■ **Source text**
================
Gender bias in scientific fields is no secret, and it is pervasive. It even creeps into the all-important recommendation letter, in which mentors typically bolster the credentials of their protégés.

Globally, female applicants are about 10% less likely than their male counterparts to receive 'excellent' letters for postdoctoral positions in the Earth sciences, according to a study published in Nature Geoscience on 3 October1. The finding holds regardless of the gender of their recommenders or what part of the world the applicant works in.

“These results uncover a real problem in the geosciences, just like other disciplines,” says Kuheli Dutt, a social scientist at Columbia University in New York City and lead author of the paper. Women start off at a disadvantage, she adds, because they're perceived as less competent than their male counterparts.

For example, in the US, women in science, technology, engineering and mathematics earn 41% of doctoral degrees, yet in 2012–13 they accounted for only 24% of postdoctoral positions at US federally funded research centres and labs, according to the National Science Foundation. In the geosciences, less than 10% of full professors are women, indicating that the postdoctoral stage — the usual gateway into faculty jobs — is the point at which many women leave the field.
================
Data records
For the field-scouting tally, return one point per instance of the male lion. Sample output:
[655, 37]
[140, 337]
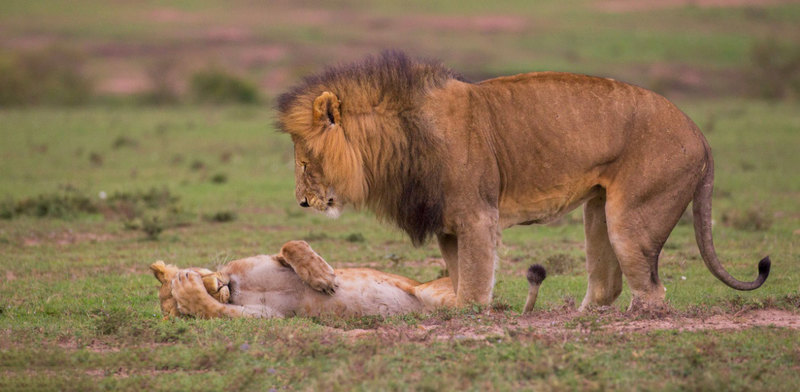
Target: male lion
[437, 155]
[297, 281]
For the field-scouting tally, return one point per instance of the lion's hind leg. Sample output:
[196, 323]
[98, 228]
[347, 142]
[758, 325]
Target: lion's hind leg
[637, 230]
[436, 294]
[605, 274]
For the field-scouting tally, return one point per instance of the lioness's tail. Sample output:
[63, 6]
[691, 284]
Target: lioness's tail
[701, 206]
[536, 275]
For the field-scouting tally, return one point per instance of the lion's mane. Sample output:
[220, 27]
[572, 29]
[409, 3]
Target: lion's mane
[385, 158]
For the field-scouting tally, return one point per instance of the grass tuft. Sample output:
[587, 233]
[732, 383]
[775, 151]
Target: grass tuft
[755, 218]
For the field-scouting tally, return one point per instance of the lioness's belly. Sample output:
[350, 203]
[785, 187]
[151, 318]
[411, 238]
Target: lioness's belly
[361, 292]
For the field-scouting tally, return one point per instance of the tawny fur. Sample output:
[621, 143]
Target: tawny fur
[297, 282]
[442, 157]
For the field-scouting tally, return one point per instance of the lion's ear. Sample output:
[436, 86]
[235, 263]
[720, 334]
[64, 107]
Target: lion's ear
[159, 270]
[326, 109]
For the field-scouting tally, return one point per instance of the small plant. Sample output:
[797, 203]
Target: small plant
[54, 205]
[562, 264]
[221, 216]
[315, 236]
[219, 178]
[754, 218]
[123, 141]
[51, 76]
[355, 237]
[197, 165]
[152, 227]
[216, 86]
[96, 159]
[775, 69]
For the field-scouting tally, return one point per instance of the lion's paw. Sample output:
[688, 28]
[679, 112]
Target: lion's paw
================
■ **Required tasks**
a: Answer these from the article on gender bias in science:
(i) By about what percentage are female applicants less likely to receive 'excellent' letters for Earth-sciences postdoctoral positions?
(ii) In which journal was the study published?
(iii) What share of full professors in the geosciences are women?
b: Output everything in the article on gender bias in science from "Globally, female applicants" down to "their male counterparts.", copied verbatim.
c: Go on with the article on gender bias in science, starting after its last sentence.
None of the items are needed here.

■ **Responses per task**
a:
(i) About 10%.
(ii) Nature Geoscience.
(iii) Less than 10%.

b:
Globally, female applicants are about 10% less likely than their male counterparts to receive 'excellent' letters for postdoctoral positions in the Earth sciences, according to a study published in Nature Geoscience on 3 October1. The finding holds regardless of the gender of their recommenders or what part of the world the applicant works in.

“These results uncover a real problem in the geosciences, just like other disciplines,” says Kuheli Dutt, a social scientist at Columbia University in New York City and lead author of the paper. Women start off at a disadvantage, she adds, because they're perceived as less competent than their male counterparts.

c:
Several factors contribute to this, says Dutt, but biases in how women are perceived at the postdoctoral level are important, and recommendation letters play a key part in getting those positions.

Faint praise

Dutt and her colleagues analysed the tone and length of 1,224 recommendation letters submitted by researchers in 54 countries for geoscience postdoctoral fellowships from 2007 to 2012. The team redacted applicant and institution names from the letters, then read and classified them as 'excellent', 'good', or 'doubtful'.

The majority of the letters were rated as good. The letters used phrases such as 'highly intelligent' and 'very productive', while the rarer excellent letters included the phrases “scientific leader”, “brilliant scientist”, “trailblazer” or “one of the best students I’ve ever had”. The writers of recommendation letters produced 'excellent' letters for 24% of male applicants, but gave the same level of recommendation to only 15% of female applicants.

Furthermore, Dutt and her co-authors found that male and female recommenders were equally likely to write stronger letters for male applicants. This suggests implicit biases and stereotypes probably account for this result, Dutt says.

Studies in fields including chemistry2, medicine3 and psychology4 have found similar biases in recommendation letters. Recommenders used more superlative and standout adjectives like “remarkable” and “outstanding” for men, but gave women 'grindstone' descriptors such as “hard-working”.

Follow the leader

People on hiring committees need training to minimize implicit gender biases when evaluating recommendation letters, says Virginia Valian, a psychologist at Hunter College of the City University of New York. “Describing someone as a ‘team player’, for example, won’t be interpreted the same way for a man and a woman.” For men, she says, that's taken as a leadership quality, while the phrase can make a woman seem like a follower.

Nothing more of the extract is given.